* Task to carry out:
From the first entry to the last, restate everything word for word and exclude pictures.

◆ ◆ ◆ ◆

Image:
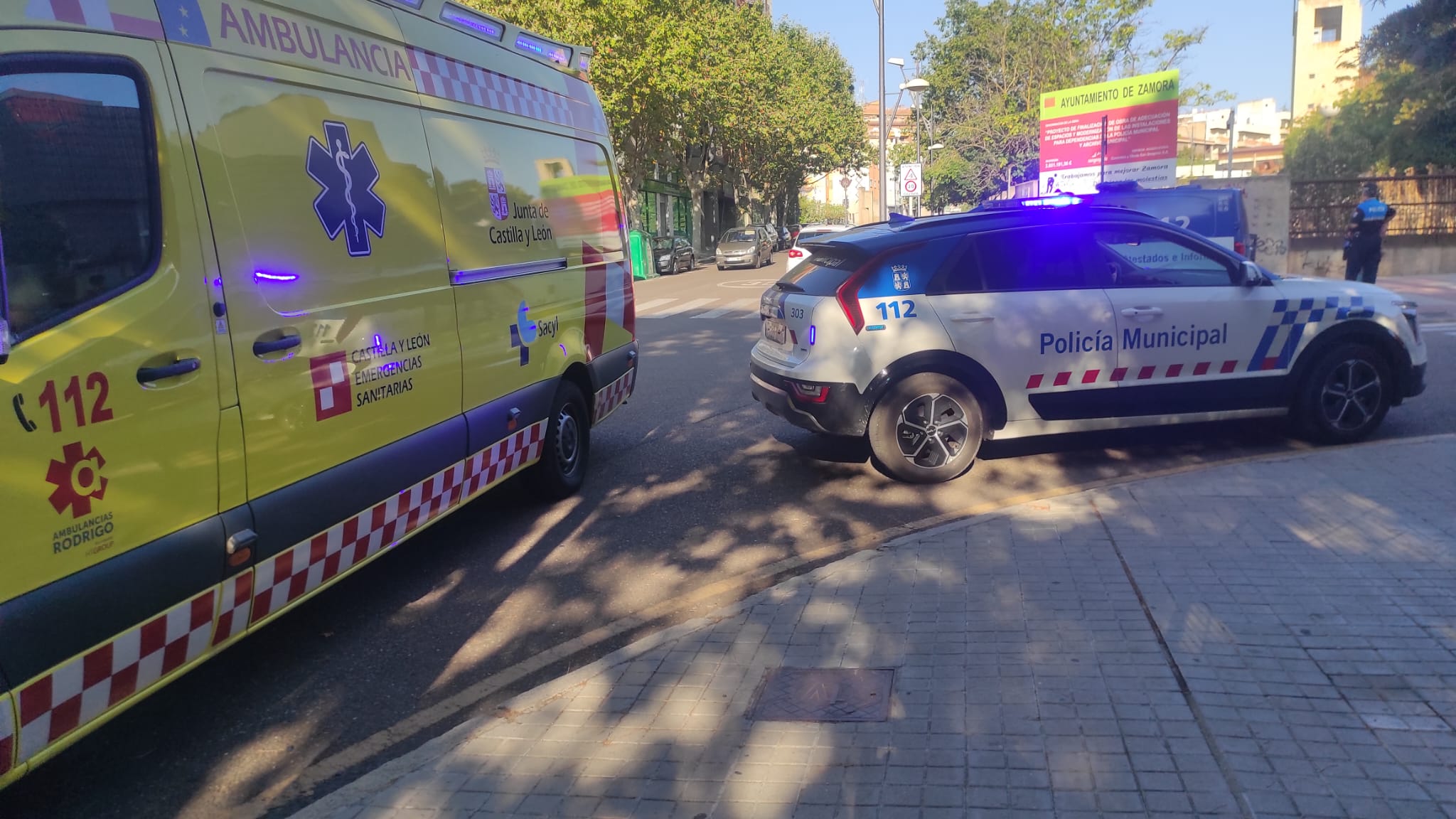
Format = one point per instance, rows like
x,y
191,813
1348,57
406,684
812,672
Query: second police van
x,y
1051,315
283,283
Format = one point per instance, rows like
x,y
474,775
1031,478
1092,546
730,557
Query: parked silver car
x,y
744,247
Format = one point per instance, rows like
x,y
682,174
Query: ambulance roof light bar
x,y
473,22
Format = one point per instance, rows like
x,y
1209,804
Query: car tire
x,y
906,446
565,448
1346,395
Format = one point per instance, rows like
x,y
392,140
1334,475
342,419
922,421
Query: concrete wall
x,y
1404,255
1267,200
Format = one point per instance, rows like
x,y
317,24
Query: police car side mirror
x,y
1253,276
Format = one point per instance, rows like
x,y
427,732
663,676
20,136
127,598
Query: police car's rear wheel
x,y
562,466
1346,395
926,429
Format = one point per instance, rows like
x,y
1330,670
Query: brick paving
x,y
1303,663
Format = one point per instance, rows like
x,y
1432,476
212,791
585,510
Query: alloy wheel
x,y
932,430
1351,395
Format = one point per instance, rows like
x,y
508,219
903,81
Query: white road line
x,y
732,308
646,306
682,308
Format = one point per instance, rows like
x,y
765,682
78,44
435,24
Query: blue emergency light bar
x,y
540,48
478,23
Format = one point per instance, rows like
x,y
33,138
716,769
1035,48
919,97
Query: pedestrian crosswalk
x,y
698,308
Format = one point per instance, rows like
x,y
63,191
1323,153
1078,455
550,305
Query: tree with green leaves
x,y
1401,111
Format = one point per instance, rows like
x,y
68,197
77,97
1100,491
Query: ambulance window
x,y
77,188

◆ ◆ ◆ ◆

* Completed task:
Image:
Format = one point per instance, rows like
x,y
191,813
1348,57
406,684
812,672
Query: second police van
x,y
1051,315
283,283
Format = one point per instance, rows like
x,y
474,775
1031,478
1092,546
730,557
Query: parked silver car
x,y
744,247
Format = one point per instance, rows like
x,y
682,174
Query: ambulance roof light bar
x,y
473,22
Format = one point per instance, rows like
x,y
1209,804
Query: car tire
x,y
906,446
565,448
1346,395
Format = one point per instance, rows like
x,y
392,140
1334,475
342,419
922,421
Query: concrete wall
x,y
1404,255
1267,200
Format = one point per instance, rows like
x,y
317,24
Query: police car side mirror
x,y
1253,276
Format = one point per instance, rows like
x,y
427,732
663,676
20,136
127,598
Query: police car's rear wheel
x,y
562,466
1346,395
926,429
Format = one point per instance, rows like
x,y
1330,670
Query: brick paving
x,y
1303,663
Format = one point per instance, rows like
x,y
1432,476
212,791
585,510
Query: alloy wheel
x,y
932,430
1351,395
Format = one point per instance, rows like
x,y
508,219
903,81
Query: white road line
x,y
732,308
646,306
682,308
Format = one point per instance, rows like
x,y
765,682
78,44
435,24
Query: blue emergency light bar
x,y
540,48
478,23
Format = one point per instance, rows like
x,y
33,138
716,769
1035,48
919,97
Query: pedestrian crosswalk
x,y
698,308
Format = one point per instance, rows like
x,y
63,191
1323,153
1078,455
550,305
Query: tree with green leaves
x,y
1401,111
Format = one point per instance, rows like
x,y
68,197
77,97
1100,491
Query: ambulance window
x,y
77,188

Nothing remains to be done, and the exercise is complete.